The task = Using the records that appear below, write out exactly the lines from the one with "Target: runner's hand" through the one with "659, row 53.", keeping both end lines.

Source data =
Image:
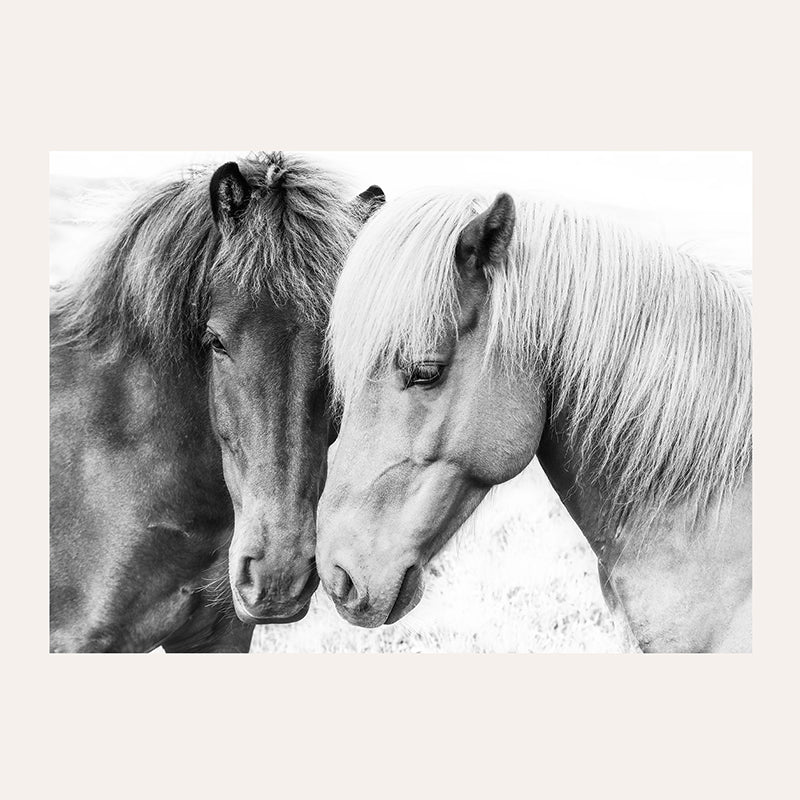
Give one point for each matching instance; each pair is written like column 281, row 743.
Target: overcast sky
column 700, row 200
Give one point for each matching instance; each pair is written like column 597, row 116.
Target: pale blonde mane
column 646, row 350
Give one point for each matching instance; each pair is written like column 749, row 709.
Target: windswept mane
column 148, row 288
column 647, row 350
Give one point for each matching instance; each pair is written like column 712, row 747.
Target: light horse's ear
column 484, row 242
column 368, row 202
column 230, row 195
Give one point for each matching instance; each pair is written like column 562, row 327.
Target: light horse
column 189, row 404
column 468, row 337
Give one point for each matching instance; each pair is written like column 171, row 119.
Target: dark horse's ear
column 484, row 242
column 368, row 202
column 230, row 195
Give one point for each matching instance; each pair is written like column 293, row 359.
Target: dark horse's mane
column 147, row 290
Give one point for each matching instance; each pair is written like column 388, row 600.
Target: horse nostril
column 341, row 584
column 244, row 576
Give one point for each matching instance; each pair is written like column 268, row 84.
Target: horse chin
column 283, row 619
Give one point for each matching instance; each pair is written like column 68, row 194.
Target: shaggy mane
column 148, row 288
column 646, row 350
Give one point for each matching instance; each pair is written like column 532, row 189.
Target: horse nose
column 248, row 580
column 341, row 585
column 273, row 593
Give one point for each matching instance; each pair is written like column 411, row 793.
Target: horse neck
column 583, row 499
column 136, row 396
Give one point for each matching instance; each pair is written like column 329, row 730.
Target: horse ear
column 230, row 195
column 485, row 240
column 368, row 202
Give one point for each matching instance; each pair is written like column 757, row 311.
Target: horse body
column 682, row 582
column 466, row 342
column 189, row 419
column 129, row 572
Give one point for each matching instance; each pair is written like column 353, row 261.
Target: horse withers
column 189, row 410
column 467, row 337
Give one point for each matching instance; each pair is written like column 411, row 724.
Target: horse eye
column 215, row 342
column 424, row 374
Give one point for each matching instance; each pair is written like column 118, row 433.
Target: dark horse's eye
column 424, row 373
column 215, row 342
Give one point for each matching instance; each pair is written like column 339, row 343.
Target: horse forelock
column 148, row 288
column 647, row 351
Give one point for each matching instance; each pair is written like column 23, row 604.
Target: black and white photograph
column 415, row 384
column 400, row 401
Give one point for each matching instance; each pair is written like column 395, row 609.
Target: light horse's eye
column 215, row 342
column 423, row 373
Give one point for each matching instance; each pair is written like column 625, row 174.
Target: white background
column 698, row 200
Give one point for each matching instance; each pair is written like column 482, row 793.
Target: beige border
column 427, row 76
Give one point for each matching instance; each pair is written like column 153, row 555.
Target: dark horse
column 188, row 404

* * *

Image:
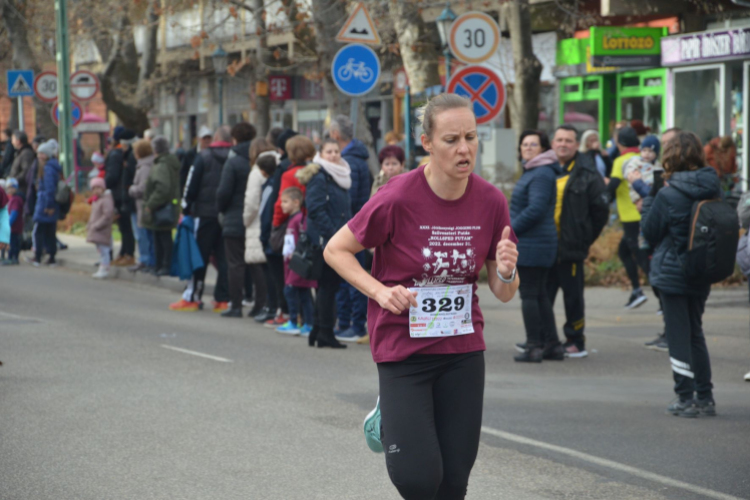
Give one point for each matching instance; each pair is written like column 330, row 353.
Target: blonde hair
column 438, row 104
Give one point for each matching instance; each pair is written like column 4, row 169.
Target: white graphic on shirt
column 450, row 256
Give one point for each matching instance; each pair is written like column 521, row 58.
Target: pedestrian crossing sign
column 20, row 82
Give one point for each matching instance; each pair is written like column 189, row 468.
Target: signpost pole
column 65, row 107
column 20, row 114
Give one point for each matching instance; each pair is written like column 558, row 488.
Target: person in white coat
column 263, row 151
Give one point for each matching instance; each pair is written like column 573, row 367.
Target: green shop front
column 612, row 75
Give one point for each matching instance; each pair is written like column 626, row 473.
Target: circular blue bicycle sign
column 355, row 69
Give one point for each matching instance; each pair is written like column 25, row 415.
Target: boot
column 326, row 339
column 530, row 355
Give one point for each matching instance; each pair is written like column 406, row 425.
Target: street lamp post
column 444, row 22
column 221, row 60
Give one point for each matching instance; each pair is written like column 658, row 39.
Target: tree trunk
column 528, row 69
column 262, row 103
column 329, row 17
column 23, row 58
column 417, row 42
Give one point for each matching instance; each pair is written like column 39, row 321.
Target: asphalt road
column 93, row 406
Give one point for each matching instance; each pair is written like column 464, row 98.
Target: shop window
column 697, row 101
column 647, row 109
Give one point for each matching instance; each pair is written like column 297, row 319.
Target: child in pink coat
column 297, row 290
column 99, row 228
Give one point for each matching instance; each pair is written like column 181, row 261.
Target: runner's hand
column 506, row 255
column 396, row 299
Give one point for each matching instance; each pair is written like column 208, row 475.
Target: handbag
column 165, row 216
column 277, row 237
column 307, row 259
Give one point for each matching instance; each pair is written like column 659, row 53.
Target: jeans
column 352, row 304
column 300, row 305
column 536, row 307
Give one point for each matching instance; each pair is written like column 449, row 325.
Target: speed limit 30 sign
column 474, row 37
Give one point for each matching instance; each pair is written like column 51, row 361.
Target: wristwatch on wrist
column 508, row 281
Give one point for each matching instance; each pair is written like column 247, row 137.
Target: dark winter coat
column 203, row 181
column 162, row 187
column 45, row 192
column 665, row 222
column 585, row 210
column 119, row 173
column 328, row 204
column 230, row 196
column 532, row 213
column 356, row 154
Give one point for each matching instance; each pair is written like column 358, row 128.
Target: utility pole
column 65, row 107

---

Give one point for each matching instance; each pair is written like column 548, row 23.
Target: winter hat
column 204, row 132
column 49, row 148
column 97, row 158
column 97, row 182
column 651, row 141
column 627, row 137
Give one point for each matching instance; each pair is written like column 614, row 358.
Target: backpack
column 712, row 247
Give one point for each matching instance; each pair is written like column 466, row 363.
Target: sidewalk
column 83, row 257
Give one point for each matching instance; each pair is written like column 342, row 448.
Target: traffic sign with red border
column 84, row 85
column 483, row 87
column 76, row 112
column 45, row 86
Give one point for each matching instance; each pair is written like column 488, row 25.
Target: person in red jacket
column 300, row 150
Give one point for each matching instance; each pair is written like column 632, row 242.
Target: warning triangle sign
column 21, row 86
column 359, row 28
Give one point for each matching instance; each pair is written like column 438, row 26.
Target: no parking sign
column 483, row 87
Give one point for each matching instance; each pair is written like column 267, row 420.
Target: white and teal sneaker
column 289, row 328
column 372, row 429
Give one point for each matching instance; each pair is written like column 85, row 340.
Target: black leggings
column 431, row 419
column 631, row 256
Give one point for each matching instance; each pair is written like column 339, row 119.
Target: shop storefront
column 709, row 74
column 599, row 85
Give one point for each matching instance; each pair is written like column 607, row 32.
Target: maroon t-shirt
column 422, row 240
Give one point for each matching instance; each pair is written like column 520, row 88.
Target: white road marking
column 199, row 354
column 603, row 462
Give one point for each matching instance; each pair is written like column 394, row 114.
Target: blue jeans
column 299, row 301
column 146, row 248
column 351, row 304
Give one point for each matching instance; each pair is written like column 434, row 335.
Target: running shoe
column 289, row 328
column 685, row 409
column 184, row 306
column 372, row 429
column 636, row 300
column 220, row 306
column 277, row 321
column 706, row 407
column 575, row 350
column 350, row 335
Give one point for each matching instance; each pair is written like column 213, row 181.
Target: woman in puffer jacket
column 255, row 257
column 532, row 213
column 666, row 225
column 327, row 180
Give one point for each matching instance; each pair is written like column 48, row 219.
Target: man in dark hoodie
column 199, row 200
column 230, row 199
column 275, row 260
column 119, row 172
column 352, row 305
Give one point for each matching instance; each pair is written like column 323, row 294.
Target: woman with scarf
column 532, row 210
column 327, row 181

Output of the task =
Target: runner's hand
column 506, row 255
column 396, row 299
Give one point for each matching instance; each pair is written like column 208, row 475.
Target: handbag
column 165, row 216
column 277, row 237
column 307, row 259
Give one point for each matching instance; each pair is written like column 659, row 53.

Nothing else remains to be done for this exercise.